SEZIONE DI TESTO
——

Oggi alla Mostra del Cinema di Venezia è arrivato Stefano Sollima per presentare la serie “Il Mostro” che ripercorre i tragici eventi legati a otto duplici omicidi, eseguiti nell’arco di diciassette anni con la stessa arma, una pistola Beretta calibro 22, che hanno seminato il panico in tutta Italia. Si tratta di uno dei casi criminali più intricati e longevi del nostro Paese, incentrato su quello che è considerato il primo e più feroce serial killer italiano. All’epoca furono seguite innumerevoli piste investigative, molte delle quali restano tuttora aperte, contribuendo a delineare un quadro complesso e inquietante. Nel corso del tempo, sono stati ipotizzati numerosi colpevoli, ma il sospetto più angosciante non è mai stato escluso: che il Mostro possa celarsi dietro chiunque.

——

DATI REGISTRATI
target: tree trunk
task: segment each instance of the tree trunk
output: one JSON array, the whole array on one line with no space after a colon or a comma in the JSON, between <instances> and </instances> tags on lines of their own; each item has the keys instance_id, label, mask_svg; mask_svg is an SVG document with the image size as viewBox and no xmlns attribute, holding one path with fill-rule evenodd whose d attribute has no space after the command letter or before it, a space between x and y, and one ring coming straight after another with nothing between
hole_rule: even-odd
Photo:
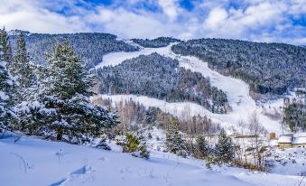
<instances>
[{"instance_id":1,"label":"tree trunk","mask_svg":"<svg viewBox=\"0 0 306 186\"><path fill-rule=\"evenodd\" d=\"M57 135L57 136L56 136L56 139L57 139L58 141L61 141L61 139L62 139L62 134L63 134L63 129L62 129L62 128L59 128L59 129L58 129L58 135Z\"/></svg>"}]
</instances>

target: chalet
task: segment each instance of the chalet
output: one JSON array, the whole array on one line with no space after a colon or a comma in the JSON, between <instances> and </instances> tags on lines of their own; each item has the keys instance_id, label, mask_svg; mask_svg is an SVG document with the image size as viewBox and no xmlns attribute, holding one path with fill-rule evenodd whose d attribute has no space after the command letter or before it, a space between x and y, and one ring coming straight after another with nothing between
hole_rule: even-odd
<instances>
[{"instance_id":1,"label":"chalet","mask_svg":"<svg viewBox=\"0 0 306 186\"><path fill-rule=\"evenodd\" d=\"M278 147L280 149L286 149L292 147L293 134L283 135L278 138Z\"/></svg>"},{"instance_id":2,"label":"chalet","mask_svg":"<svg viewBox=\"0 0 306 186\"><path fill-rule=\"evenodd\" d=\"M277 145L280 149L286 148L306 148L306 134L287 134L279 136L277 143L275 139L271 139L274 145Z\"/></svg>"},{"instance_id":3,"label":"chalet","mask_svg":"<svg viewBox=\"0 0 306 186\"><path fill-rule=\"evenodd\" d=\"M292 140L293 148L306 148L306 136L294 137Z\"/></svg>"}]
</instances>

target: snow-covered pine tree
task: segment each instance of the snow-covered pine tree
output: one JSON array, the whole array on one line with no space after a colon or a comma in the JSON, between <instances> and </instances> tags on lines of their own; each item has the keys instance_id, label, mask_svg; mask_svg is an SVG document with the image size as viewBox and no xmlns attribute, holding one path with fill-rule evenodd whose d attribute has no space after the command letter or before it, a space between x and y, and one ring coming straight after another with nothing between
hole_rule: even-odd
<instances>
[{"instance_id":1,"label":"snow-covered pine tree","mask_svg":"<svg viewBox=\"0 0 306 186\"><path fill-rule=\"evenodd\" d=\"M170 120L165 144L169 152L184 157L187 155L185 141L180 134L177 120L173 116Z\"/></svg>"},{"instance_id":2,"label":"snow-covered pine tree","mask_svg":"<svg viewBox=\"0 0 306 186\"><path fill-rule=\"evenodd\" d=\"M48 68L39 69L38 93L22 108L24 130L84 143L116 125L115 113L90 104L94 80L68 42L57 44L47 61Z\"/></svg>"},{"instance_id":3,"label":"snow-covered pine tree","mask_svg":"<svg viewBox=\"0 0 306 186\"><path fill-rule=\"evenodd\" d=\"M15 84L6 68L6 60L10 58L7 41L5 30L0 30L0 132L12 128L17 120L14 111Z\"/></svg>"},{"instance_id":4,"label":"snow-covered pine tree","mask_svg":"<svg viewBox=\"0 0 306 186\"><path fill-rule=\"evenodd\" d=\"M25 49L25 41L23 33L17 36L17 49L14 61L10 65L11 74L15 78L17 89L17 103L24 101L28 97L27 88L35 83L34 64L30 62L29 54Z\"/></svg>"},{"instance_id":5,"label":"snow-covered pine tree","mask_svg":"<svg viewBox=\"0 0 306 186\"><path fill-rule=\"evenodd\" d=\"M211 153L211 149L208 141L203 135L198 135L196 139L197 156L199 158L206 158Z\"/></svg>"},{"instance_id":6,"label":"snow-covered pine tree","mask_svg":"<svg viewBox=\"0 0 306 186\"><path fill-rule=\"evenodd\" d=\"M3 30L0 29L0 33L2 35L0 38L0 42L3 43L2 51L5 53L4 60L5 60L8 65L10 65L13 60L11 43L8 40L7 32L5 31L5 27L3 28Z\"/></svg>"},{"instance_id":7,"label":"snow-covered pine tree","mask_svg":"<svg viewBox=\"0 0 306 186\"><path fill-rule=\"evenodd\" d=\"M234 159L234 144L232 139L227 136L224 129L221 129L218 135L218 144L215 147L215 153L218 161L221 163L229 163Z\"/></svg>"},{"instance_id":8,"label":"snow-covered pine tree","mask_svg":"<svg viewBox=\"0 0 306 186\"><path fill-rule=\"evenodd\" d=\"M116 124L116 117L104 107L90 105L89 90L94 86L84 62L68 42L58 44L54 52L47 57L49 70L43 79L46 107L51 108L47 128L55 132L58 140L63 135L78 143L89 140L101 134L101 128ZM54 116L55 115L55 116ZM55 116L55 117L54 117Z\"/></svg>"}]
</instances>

——

COMPITO DA SVOLGERE
Puoi duplicare per intero il testo sulla serie «Il Mostro», parola per parola e senza alcuna modifica?

ESITO DEL COMPITO
Oggi alla Mostra del Cinema di Venezia è arrivato Stefano Sollima per presentare la serie “Il Mostro” che ripercorre i tragici eventi legati a otto duplici omicidi, eseguiti nell’arco di diciassette anni con la stessa arma, una pistola Beretta calibro 22, che hanno seminato il panico in tutta Italia. Si tratta di uno dei casi criminali più intricati e longevi del nostro Paese, incentrato su quello che è considerato il primo e più feroce serial killer italiano. All’epoca furono seguite innumerevoli piste investigative, molte delle quali restano tuttora aperte, contribuendo a delineare un quadro complesso e inquietante. Nel corso del tempo, sono stati ipotizzati numerosi colpevoli, ma il sospetto più angosciante non è mai stato escluso: che il Mostro possa celarsi dietro chiunque.